* MATERIAL SHOWN:
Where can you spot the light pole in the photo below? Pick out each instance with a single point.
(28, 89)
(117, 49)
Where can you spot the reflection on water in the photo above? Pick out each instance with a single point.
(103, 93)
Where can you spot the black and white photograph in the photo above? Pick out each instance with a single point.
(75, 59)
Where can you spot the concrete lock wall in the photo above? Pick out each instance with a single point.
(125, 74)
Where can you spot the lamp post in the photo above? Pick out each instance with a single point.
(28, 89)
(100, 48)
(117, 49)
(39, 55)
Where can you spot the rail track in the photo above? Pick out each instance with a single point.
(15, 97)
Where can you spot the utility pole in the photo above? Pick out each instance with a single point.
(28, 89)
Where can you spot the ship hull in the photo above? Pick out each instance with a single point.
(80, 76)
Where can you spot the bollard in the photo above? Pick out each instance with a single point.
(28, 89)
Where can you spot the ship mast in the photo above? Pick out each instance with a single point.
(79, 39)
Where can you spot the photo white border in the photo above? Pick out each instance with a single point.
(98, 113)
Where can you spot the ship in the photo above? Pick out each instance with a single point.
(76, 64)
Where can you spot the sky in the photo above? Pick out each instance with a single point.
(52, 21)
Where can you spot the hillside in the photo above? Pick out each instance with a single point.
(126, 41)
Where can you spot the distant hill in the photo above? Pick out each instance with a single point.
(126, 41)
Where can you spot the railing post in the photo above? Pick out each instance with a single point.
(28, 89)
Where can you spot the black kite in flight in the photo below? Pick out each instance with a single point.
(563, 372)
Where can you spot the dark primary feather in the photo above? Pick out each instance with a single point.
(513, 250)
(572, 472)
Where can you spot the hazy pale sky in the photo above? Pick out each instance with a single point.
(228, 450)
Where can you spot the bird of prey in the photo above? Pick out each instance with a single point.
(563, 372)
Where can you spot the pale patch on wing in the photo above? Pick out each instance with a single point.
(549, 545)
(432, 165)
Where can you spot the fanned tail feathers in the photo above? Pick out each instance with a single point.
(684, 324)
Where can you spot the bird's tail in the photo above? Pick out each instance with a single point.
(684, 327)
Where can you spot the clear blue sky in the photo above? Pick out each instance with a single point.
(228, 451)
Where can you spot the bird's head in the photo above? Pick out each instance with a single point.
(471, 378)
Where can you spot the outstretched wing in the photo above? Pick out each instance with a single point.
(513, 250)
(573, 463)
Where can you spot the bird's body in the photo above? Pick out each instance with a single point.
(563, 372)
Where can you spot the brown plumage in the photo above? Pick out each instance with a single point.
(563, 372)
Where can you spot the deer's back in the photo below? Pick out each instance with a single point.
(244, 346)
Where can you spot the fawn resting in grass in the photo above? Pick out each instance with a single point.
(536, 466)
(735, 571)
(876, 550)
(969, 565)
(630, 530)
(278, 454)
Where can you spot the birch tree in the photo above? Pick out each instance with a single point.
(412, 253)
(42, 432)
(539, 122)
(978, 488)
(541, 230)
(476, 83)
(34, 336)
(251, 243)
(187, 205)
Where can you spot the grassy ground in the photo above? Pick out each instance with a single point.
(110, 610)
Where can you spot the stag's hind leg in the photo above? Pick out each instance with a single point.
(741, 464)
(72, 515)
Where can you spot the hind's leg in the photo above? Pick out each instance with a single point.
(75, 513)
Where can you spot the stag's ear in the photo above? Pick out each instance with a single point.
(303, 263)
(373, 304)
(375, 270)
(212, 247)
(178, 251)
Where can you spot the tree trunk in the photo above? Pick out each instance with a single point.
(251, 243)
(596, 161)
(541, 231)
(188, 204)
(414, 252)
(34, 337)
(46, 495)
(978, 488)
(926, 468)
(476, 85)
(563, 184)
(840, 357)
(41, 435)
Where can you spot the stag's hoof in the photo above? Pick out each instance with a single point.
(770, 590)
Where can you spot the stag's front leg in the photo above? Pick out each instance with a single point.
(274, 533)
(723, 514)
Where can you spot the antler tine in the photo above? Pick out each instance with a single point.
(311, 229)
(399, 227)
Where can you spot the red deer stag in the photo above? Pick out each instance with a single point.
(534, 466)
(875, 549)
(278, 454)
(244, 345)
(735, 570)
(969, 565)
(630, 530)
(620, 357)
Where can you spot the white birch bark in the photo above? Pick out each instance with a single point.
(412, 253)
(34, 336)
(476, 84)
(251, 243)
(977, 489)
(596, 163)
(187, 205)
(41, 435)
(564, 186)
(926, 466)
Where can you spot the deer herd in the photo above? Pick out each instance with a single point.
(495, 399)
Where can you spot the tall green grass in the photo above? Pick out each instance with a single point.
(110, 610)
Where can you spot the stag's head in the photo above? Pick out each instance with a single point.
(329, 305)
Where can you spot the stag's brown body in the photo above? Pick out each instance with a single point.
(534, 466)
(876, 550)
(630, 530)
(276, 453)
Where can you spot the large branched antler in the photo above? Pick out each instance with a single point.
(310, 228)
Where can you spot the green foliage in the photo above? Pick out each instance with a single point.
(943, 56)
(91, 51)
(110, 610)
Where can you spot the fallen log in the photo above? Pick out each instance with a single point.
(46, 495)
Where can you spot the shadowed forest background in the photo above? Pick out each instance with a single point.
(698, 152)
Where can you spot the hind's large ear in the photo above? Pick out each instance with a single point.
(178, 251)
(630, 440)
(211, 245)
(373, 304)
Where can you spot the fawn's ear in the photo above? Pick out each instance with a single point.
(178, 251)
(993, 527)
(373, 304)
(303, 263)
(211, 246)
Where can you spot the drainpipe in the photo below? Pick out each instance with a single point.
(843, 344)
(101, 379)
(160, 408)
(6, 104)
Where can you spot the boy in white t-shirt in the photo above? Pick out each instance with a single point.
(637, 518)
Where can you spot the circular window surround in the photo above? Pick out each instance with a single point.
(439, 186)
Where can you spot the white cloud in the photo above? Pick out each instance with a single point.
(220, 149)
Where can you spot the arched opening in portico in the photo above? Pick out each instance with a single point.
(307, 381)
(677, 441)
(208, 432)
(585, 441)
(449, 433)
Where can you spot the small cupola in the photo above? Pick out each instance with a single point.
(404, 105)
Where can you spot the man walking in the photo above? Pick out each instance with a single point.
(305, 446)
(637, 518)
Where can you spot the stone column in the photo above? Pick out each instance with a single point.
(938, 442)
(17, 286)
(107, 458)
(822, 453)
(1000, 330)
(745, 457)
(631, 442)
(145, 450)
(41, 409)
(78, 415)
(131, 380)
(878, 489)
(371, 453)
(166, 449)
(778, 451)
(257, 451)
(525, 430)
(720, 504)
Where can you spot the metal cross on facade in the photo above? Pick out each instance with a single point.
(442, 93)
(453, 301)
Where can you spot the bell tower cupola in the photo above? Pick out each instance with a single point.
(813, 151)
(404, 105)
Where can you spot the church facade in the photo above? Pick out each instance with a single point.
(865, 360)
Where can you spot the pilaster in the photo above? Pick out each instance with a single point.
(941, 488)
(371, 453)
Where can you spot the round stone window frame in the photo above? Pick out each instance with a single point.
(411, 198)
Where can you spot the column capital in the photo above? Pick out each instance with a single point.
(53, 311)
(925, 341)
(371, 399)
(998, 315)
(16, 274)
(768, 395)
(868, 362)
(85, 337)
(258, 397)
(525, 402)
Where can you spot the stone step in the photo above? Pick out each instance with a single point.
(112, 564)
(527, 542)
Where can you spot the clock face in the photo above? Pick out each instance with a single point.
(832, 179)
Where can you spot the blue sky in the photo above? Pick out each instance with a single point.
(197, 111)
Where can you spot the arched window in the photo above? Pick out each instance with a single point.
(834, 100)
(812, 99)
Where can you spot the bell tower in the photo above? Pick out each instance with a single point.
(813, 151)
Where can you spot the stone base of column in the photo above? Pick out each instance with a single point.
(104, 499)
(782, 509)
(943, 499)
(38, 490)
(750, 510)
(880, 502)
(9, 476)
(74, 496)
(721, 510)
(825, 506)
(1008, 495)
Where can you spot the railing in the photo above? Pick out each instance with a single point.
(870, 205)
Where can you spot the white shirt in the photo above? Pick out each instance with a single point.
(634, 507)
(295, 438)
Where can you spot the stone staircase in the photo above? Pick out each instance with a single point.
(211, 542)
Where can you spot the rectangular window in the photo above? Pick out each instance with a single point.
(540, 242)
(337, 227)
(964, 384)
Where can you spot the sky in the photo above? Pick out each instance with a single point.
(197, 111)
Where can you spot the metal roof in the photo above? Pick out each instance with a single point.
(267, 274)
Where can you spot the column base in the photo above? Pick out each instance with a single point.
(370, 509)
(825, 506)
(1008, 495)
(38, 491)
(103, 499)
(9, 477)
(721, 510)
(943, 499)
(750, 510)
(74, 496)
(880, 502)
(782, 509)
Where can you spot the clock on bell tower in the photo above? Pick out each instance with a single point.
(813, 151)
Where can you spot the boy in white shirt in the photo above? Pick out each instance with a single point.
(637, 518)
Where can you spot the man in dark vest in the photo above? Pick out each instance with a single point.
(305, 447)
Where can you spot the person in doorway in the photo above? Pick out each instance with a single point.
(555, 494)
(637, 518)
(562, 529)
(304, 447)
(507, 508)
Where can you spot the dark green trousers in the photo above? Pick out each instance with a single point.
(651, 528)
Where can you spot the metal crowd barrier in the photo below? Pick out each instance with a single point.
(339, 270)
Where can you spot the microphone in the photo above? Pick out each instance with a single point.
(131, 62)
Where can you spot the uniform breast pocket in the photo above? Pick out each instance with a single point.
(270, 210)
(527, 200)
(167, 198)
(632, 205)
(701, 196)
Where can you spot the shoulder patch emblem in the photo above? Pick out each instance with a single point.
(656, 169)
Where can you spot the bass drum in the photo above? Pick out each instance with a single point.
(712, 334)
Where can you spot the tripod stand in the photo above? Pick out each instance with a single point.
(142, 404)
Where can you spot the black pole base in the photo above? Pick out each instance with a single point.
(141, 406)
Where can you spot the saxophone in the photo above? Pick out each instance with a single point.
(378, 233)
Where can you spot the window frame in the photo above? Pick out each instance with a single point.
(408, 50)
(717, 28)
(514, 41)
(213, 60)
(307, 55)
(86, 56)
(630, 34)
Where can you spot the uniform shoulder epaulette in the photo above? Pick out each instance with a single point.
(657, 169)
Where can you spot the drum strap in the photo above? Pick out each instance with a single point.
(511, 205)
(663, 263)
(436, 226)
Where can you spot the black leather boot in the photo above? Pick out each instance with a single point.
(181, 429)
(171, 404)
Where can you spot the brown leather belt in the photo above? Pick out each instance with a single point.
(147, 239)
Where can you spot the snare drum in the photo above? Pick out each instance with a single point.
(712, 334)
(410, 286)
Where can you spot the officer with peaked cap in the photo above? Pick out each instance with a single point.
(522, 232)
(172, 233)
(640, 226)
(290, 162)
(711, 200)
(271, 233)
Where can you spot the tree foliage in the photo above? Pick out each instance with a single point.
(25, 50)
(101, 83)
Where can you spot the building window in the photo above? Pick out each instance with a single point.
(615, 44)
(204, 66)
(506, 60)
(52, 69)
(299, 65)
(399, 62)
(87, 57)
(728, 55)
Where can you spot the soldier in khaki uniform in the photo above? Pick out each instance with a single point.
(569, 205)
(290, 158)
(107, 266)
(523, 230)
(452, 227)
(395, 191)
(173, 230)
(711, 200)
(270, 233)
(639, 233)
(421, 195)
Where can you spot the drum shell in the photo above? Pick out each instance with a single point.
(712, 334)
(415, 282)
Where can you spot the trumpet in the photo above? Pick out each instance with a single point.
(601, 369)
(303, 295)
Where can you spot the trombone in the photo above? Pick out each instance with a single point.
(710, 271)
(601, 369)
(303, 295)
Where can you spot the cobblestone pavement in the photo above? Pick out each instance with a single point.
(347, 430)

* PROBLEM DESCRIPTION:
Render the rows from the line containing "Where can you spot the tree foliage" through the final row, both ends included, as a numbered list with blank lines dropped.

* SOLUTION TO THIS EXERCISE:
1. Where can you spot the tree foliage in the photo above? Pick out each instance with a single point.
2. (25, 50)
3. (101, 83)
4. Where can you spot the building window in the photo above? Pick out each instance with a single point.
5. (615, 44)
6. (204, 66)
7. (506, 60)
8. (52, 69)
9. (299, 65)
10. (399, 62)
11. (87, 57)
12. (728, 55)
13. Where can you spot the soldier in khaki uniform in the photo above? Pick out each instance with a single point.
14. (569, 205)
15. (290, 158)
16. (107, 266)
17. (523, 230)
18. (452, 227)
19. (395, 191)
20. (173, 230)
21. (711, 200)
22. (270, 233)
23. (639, 233)
24. (421, 195)
25. Where can you spot the drum shell in the photo above? Pick out each instance with a single point.
26. (712, 334)
27. (415, 282)
28. Where can you spot the trumpet in the photo above? Pick out each instance with a single point.
29. (601, 369)
30. (303, 295)
31. Where can you spot the trombone in the photo above? Pick out each instance with a single point.
32. (710, 271)
33. (601, 369)
34. (303, 295)
35. Where can you spot the cobblestone pavement in the photo above? Pick out each instance with a single point.
36. (347, 430)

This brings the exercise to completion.